**EXTRAIT FOURNI:**
^^^^^^^^
Par commodité, les paroles de l’auteur masculin seront retranscrites par Jackson, et celles de l’auteure féminine par Vina. C’est d’ailleurs à chaque fois la partie du pseudonyme qui leur correspond.
Toute l'interview s'est déroulée en anglais, nous nous excusons donc par avance pour toute éventuelle erreur de traduction ou d'interprétation...Pourquoi cet anonymat ? Que pouvez-vous nous révéler de vous ?Jackson : Le pseudonyme de Vina Jackson nous caractérise tous les deux. Jackson est une déformation de mon vrai nom.
Vina : C’est à cause d’un livre de Salman Rushdie,
La terre sous ses pieds, que j’ai lu quand j’avais 17 ans dans laquelle l’héroïne s’appelle Vina Aspara. Et c’est ce pseudonyme que j’utilise depuis sur internet aussi.
Vina : C’était compliqué pour l’éditeur de mettre deux auteurs, surtout lorsque l’un d’entre eux est un homme alors que la plupart des erotica qui pullulent aujourd’hui sont écrits par des femmes. Et de façon plus pragmatique parce je travaille à la City à Londres et que mes collègues et relations n’ont pas à connaître cet aspect de ma vie. Aspect dont je n’ai pas honte mais qui pourrait me desservir dans mon travail.
^^^^^^^^
**CONSIGNES:**
• 1. Quels noms de personnes, de personnages ou de pseudonymes l'entretien sur le pseudonyme Vina Jackson mentionne-t-il ?
• 2. Reprenez l'entretien sur le pseudonyme Vina Jackson à la suite de sa dernière phrase.

**MATÉRIEL RECUEILLI:**
^^^^^^^^
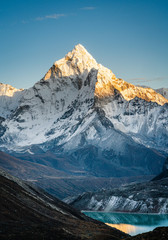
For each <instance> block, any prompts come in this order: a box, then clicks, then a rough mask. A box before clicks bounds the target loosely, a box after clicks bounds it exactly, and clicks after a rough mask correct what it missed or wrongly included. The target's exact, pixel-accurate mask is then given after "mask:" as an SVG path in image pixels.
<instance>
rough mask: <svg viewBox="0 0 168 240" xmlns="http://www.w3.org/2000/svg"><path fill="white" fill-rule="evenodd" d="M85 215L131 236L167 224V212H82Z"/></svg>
mask: <svg viewBox="0 0 168 240" xmlns="http://www.w3.org/2000/svg"><path fill="white" fill-rule="evenodd" d="M83 213H84V214H85V215H87V216H89V217H91V218H94V219H96V220H99V221H101V222H104V223H106V224H107V225H109V226H111V227H115V228H118V229H119V230H121V231H123V232H126V233H128V234H130V235H132V236H134V235H137V234H140V233H144V232H149V231H152V230H153V229H155V228H156V227H167V226H168V214H136V213H111V212H83Z"/></svg>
^^^^^^^^
**RÉPONSES:**
• 1. Vina Jackson, Jackson, Vina, Salman Rushdie, Vina Aspara

• 2.
Jackson : Le livre vient seulement de sortir en France et beaucoup ne savent pas encore que derrière Vina Jackson se cachent deux auteurs, un homme et une femme. Mais en Angleterre, il s’agit d’un secret de polichinelle. Tout le monde le sait, comme beaucoup se doutent de mon identité.
Je suis un écrivain anglais. J’ai été éduqué en France. Ma mère était correspondante en France auprès d’un journal anglais. Je parle donc très bien français et suis vraiment bilingue. J’ai un doctorat de littérature comparée à la Sorbonne. J’ai écrit beaucoup de romans érotiques sous mon vrai nom, livres qui sont édités depuis longtemps et dont certains ont été traduits en français. En ce moment je me consacre à mon travail avec Vina. Nous avons écrit 5 livres ensemble déjà et le 6e est en cours de préparation.
D’ailleurs ce n’est pas la première fois que j’écris sous un pseudonyme. J’avais participé à un concours de nouvelles érotiques sous le nom de ma belle-fille parce que je ne voulais pas être avantagé vis-à-vis des autres candidats, d’autant que je connaissais certains membres du jury. Et ma nouvelle a gagné. A ce moment-là il m’avait fallu décliner ma vraie identité bien sûr et tout a été découvert, ce qui ne posait pas de problème puisque le concours était ouvert à tous.
Donc à vous de trouver qui je suis !
Vina : Je suis née en Nouvelle Zélande. J’ai travaillé deux ans en Australie avant de m’installer en Angleterre il y a 5 ans. J’ai un diplôme en histoire mais je travaille actuellement dans la finance à la City de Londres. Eighty Days Yellow est le premier roman que j’écris. Avant je n’avais écrit que de courtes nouvelles.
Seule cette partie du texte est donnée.